▸ **PROVIDED RECORDS**
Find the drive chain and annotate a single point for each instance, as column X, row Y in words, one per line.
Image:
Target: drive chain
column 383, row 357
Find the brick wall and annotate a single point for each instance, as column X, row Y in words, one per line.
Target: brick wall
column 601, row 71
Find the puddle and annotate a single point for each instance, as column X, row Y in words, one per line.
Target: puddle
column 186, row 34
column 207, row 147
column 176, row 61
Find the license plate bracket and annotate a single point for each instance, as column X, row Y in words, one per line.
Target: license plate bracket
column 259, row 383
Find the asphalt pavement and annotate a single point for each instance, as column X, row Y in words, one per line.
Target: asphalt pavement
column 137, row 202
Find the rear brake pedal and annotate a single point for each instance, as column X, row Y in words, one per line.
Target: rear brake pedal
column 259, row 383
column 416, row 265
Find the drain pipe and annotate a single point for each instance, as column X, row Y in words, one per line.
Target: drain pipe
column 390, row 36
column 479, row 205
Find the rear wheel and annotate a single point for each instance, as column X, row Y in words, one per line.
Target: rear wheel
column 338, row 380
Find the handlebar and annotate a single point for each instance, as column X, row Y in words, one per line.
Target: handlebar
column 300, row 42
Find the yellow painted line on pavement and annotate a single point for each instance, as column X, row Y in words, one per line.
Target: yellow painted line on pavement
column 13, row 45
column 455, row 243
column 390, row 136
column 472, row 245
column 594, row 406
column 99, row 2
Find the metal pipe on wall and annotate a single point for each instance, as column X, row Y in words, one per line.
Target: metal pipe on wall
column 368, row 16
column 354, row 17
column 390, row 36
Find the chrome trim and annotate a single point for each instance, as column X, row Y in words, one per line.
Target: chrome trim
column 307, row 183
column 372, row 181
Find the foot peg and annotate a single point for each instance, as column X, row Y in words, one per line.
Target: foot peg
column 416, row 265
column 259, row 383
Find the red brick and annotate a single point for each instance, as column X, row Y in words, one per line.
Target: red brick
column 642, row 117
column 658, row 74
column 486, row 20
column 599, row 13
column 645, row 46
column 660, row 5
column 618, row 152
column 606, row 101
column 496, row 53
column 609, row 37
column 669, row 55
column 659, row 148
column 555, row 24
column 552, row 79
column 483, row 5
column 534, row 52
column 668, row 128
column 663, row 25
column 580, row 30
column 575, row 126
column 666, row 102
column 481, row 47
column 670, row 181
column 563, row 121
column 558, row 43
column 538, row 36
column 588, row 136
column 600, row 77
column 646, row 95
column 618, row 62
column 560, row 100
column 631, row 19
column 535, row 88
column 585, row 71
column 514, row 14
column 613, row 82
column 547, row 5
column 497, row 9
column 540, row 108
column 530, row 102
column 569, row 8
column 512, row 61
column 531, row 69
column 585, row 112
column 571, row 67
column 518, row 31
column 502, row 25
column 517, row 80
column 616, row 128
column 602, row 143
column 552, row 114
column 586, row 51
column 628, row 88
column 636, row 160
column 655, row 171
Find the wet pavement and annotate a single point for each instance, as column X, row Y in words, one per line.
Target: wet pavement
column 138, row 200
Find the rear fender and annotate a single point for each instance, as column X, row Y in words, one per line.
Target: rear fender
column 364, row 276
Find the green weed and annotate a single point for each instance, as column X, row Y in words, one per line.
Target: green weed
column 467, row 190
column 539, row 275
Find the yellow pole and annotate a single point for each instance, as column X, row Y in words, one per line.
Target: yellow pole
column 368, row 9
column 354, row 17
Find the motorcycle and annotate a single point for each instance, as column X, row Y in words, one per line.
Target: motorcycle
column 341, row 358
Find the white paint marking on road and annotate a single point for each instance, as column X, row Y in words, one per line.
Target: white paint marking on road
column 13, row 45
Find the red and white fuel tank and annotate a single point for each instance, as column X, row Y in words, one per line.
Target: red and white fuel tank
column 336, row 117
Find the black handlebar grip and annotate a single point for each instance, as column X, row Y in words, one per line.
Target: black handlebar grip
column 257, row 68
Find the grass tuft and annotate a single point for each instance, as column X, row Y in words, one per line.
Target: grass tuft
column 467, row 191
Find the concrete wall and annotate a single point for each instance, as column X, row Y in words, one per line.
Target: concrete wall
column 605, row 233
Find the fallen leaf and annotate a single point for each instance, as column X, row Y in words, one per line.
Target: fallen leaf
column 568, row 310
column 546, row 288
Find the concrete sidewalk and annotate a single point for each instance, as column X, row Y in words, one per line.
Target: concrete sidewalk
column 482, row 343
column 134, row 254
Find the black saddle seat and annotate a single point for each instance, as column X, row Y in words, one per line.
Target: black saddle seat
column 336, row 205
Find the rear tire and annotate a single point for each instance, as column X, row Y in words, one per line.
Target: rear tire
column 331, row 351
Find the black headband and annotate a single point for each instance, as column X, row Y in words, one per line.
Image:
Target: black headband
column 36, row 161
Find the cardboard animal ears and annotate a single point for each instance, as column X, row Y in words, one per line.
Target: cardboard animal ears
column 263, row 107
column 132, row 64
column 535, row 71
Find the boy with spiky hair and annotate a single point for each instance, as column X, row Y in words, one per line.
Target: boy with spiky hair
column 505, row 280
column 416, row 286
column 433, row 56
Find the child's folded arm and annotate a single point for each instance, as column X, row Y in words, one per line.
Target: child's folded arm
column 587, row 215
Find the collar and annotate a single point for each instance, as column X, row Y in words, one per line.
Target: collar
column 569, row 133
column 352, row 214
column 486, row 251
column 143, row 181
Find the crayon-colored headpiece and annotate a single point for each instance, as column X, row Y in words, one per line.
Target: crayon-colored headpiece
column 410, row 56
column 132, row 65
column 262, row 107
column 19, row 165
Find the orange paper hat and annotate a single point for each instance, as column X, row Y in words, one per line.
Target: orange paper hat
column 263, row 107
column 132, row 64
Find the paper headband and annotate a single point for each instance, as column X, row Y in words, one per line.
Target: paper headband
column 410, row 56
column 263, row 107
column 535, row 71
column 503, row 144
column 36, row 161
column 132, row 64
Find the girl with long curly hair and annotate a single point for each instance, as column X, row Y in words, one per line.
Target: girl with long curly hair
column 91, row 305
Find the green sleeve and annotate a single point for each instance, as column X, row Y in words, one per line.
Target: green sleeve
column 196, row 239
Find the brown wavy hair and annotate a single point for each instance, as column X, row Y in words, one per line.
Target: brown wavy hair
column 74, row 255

▸ **WHAT NEEDS TO BE DONE**
When you reach the line that contains "Find the paper" in the material above, please copy it and every line after it exactly, stopping only at the last line.

▸ **RESULT**
Find the paper headband and annotate a single point for each instance, as column X, row Y in words, one per line.
Target: paper headband
column 410, row 56
column 263, row 107
column 535, row 71
column 503, row 144
column 36, row 161
column 132, row 64
Find the girl with long curly hair and annotate a single point for each instance, as column X, row Y in words, one per line.
Target: girl with long curly hair
column 91, row 305
Find the green sleeve and annotate a single point for each instance, as column X, row Y in words, one per line.
Target: green sleeve
column 196, row 239
Find the brown wavy hair and annotate a single point for each instance, as column X, row Y in words, one per line.
Target: brown wavy hair
column 74, row 255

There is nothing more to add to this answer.